- DOCUMENT SEGMENT
*-*-*

Why are we trying to put a shine on waiting rooms?

In this TedMed 2012 talk Rebecca Onie, CEO, Health Leads explains of how they’re putting “a desk in the waiting room where they have a core of well trained college student advocates who work side by with these families to connect them out to the existing landscape of community resources” using their unwillingness “to take no for an answer from those bureaucracies that tend to crush patients and with an unparalleled ability for information retrieval honed through years of using Google“:

Rebecca’s approach seems to have been arrived at through examining a waiting room for faults rather than looking at the opportunity we have to re-engineer the processes of how patients and carers engage.

I think it’s becoming increasingly obvious that best practice will involve the elimination of waiting rooms where asides from the waste of time it’s also common to see patients with unrecognised contagious illnesses being exposed to one another for prolonged periods, and a movement towards systems where patients are admitted directly into examination rooms on arrival.

I’m of the opinion that putting students into sick environments is a waste (they could probably be better tasked with helping families manage care, cooking, writing CV’s, teaching them how to read/use the internet, etc) and will only continue to give us more reasons to maintain the wasteful “waiting” part of our healthcare system rather than acting on the opportunities we have to make radical reform.

*-*-*

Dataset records
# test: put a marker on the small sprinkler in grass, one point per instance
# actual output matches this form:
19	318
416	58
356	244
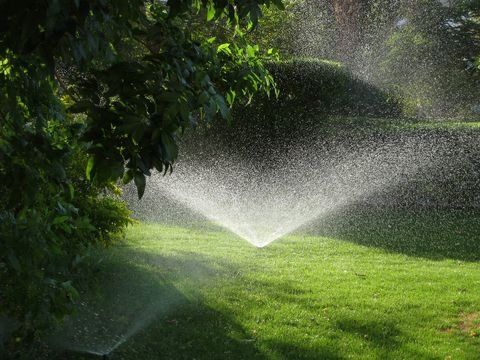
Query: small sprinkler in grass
90	355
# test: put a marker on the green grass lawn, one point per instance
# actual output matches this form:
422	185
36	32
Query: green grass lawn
375	286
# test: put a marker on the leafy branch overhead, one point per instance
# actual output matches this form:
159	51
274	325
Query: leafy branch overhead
136	71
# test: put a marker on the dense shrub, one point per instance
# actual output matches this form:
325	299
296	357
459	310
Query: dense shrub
49	213
329	88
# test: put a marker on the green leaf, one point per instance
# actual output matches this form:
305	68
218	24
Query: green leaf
140	183
13	260
210	11
90	166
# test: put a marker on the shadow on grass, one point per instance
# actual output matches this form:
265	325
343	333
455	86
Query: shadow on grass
135	313
432	234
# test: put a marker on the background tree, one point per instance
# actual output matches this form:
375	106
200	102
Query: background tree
106	86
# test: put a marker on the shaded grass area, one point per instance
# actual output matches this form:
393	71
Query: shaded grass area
375	286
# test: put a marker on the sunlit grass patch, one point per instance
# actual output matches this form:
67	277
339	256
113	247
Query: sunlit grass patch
307	296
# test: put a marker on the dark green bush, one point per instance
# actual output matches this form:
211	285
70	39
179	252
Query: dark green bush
49	213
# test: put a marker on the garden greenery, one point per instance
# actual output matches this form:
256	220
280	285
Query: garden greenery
93	92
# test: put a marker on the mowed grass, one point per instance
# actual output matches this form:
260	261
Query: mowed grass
368	290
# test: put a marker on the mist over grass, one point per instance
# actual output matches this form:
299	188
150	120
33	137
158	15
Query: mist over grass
371	285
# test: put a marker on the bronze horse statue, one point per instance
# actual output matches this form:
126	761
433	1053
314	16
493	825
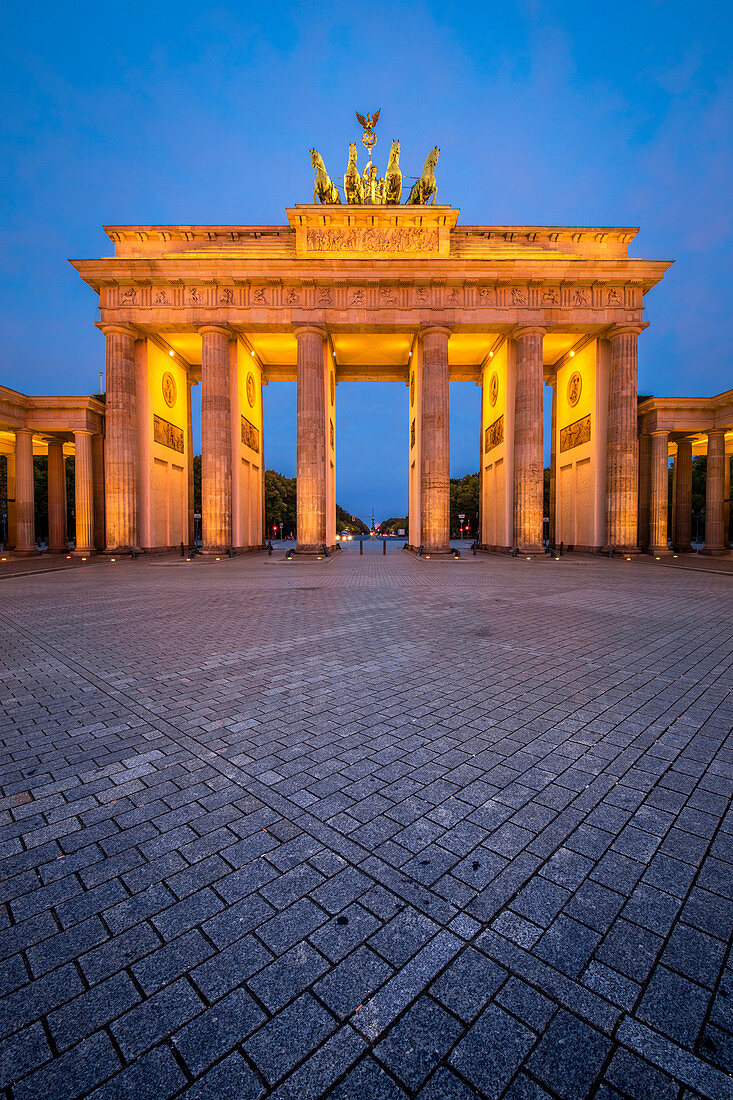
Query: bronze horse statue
424	189
392	191
353	187
325	189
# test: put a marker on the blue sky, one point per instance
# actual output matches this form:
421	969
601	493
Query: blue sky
545	112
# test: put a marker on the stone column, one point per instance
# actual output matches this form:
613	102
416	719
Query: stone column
553	505
310	440
682	535
24	495
714	492
659	493
98	481
644	490
528	458
56	497
189	464
121	439
435	465
622	454
84	495
10	474
216	440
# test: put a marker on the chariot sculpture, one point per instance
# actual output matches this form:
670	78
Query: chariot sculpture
367	188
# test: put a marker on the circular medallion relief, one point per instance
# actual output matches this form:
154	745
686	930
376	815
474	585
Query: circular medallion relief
168	389
575	387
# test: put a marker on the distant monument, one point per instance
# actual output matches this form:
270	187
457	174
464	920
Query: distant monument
368	188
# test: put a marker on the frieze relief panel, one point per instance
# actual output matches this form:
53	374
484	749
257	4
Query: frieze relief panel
575	435
407	240
167	433
494	435
250	435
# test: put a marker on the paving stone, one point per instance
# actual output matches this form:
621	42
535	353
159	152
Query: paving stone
492	1051
569	1056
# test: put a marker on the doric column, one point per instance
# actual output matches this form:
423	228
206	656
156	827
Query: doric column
98	480
121	439
622	454
56	497
435	465
682	536
714	492
659	493
84	495
310	439
24	497
553	505
216	440
644	490
528	459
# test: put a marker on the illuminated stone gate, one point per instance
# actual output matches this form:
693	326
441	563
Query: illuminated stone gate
372	292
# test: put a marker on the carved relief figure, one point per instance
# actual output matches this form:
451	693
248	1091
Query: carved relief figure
425	189
575	388
393	176
168	386
325	189
353	187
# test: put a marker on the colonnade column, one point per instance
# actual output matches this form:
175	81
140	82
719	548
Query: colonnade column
216	440
84	496
435	459
310	439
622	461
24	496
682	534
56	497
714	492
121	439
528	458
659	493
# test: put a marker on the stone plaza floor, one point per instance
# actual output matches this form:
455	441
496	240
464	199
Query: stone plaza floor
367	828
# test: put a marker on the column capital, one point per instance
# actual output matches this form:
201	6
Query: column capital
428	329
301	330
216	330
528	330
624	330
120	330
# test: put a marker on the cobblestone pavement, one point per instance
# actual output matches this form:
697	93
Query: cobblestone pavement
367	828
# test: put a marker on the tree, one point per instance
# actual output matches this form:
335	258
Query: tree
465	501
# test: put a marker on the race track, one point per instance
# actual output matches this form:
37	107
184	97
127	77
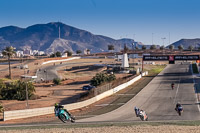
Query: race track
159	100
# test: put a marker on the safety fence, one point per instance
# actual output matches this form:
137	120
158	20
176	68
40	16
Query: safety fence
17	114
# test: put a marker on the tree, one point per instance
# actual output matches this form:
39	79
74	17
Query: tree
171	47
88	51
144	47
1	108
9	52
180	47
101	78
136	47
78	51
190	47
69	53
162	48
111	47
58	54
153	47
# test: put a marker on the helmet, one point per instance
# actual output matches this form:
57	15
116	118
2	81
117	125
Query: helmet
56	104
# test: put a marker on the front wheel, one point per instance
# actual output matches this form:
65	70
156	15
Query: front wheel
179	113
62	118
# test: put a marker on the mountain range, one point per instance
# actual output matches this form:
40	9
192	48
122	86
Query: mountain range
187	42
45	37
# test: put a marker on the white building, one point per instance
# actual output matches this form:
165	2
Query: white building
19	53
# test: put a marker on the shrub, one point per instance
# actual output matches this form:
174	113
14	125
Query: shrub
56	81
17	90
1	108
100	78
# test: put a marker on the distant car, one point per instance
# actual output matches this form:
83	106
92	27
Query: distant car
88	87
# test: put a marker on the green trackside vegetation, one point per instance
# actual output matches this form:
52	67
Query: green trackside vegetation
195	68
132	89
156	69
106	124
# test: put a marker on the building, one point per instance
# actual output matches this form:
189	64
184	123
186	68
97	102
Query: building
19	54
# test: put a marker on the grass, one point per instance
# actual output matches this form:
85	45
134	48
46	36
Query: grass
132	89
194	68
156	69
105	124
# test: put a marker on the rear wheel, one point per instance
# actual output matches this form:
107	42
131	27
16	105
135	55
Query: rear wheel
62	118
72	119
179	112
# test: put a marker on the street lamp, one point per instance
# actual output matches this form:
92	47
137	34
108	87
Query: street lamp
45	71
163	43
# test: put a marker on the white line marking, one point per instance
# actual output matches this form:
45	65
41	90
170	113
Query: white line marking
197	100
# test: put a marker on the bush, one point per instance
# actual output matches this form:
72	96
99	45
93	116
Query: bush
1	108
102	78
56	81
17	90
195	69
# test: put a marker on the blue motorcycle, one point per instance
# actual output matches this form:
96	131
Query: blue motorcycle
64	115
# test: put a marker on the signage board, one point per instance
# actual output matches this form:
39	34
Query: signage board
186	57
170	57
154	58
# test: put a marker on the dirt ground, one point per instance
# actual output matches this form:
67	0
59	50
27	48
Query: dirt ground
114	129
69	91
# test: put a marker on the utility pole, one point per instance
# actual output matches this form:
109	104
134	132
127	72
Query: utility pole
152	38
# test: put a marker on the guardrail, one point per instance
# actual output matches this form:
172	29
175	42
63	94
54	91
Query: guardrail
17	114
51	61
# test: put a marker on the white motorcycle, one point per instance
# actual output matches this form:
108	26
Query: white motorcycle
143	116
141	113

*-*-*

- WORK TASK 1
According to the commentary on waiting rooms, who gave the TedMed 2012 talk it discusses?
- WORK TASK 2
From the commentary on waiting rooms, pull out the passage that opens with the words containing "Rebecca’s approach seems" and closes with "rooms on arrival.".

- PROBLEM SOLUTION 1
Rebecca Onie, CEO of Health Leads.

- PROBLEM SOLUTION 2
Rebecca’s approach seems to have been arrived at through examining a waiting room for faults rather than looking at the opportunity we have to re-engineer the processes of how patients and carers engage.

I think it’s becoming increasingly obvious that best practice will involve the elimination of waiting rooms where asides from the waste of time it’s also common to see patients with unrecognised contagious illnesses being exposed to one another for prolonged periods, and a movement towards systems where patients are admitted directly into examination rooms on arrival.